◆ **Work required**
Could you reproduce the entries below word for word, keeping every line as it appears?

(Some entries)
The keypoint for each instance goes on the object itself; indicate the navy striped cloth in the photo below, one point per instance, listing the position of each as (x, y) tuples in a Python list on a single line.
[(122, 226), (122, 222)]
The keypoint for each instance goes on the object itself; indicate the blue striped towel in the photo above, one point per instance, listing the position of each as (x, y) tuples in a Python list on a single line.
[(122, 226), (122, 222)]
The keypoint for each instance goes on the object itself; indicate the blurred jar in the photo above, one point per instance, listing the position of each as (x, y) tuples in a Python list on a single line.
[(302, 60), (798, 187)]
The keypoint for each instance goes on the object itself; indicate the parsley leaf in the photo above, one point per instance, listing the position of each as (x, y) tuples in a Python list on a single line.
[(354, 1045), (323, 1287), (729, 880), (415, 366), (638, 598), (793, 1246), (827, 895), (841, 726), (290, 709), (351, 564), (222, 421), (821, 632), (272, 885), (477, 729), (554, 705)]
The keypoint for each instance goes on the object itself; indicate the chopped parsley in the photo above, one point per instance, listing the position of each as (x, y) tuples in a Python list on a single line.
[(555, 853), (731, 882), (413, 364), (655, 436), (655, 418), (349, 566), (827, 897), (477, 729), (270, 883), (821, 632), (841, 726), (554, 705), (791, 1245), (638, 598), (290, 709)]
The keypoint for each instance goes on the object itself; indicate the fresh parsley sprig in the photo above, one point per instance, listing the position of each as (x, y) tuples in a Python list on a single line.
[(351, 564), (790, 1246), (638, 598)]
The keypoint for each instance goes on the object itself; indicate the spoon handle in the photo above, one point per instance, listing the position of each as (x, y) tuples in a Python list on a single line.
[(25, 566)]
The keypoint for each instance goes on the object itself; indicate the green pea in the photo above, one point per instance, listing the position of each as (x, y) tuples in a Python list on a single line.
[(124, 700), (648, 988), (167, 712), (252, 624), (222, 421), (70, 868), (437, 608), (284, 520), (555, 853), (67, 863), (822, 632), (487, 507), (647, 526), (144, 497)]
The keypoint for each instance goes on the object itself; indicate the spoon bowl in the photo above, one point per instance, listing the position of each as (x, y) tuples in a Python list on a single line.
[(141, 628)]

◆ **The solution**
The keypoint for each instance goes on the object itself; indicate the navy striped cloth in the photo below, one point per instance, listing the position of each as (x, y) tuples in a Python list on a single line.
[(122, 226), (122, 222)]
The keypoint for each instance goes on the object itself; indicate the blue striped towel in the photo above, one point per instance, listing the position of each as (x, y) tuples in a Python list on a single line.
[(122, 226), (122, 222)]
The keypoint for each instance goes on the object itself; indicate the blurred jar in the photo above, one point per instance, listing the position of each as (x, y) tuples in a Python list on a single line.
[(302, 60), (798, 187)]
The keypoint for each instance goes on the object itself; indicate the parsley leaf in the photo above, one point per instance, listing the position of each as (x, y) tuples in a Python list on a single line.
[(354, 1045), (323, 1287), (729, 880), (415, 366), (638, 598), (793, 1246), (827, 895), (841, 726), (290, 709), (351, 564), (222, 421), (821, 632), (272, 885), (477, 729), (554, 705)]
The keypoint for each instance goes on the object itself; indicate the chopped parsley in the photo above, one point per instance, listing the position of each as (x, y) tuples in a Python list on a single line.
[(555, 853), (731, 882), (413, 364), (655, 436), (655, 418), (349, 566), (827, 897), (477, 729), (270, 883), (821, 632), (841, 726), (554, 705), (791, 1245), (638, 598), (290, 709)]
The keypoint for each instance goes on the object itself; indicate the fresh parsley sprig in the photo above, one point per instance, listing the position of each as (x, y) tuples in a Python list on a single line.
[(351, 564), (790, 1246), (638, 598)]
The keypoint for each instance goes on the object itself; indicate the spoon handle in the photo above, one point per instance, listing the position of each as (x, y) tuples in a Python list on a single line.
[(25, 566)]
The keypoint for each instance goes on the object itself; indicate the green pea in the photo above, one point per instance, listing the position of each as (x, y) tuples in a Python list on a single line.
[(124, 700), (648, 988), (167, 712), (252, 624), (222, 421), (70, 868), (437, 608), (284, 520), (555, 853), (67, 863), (822, 632), (487, 507), (647, 526), (144, 497)]
The keypoint for each instance goes on the object itself; indicate the spoon bowl in the photo above, one point per instance, listing the position of each as (x, y) tuples in a Python list on a single line.
[(141, 628)]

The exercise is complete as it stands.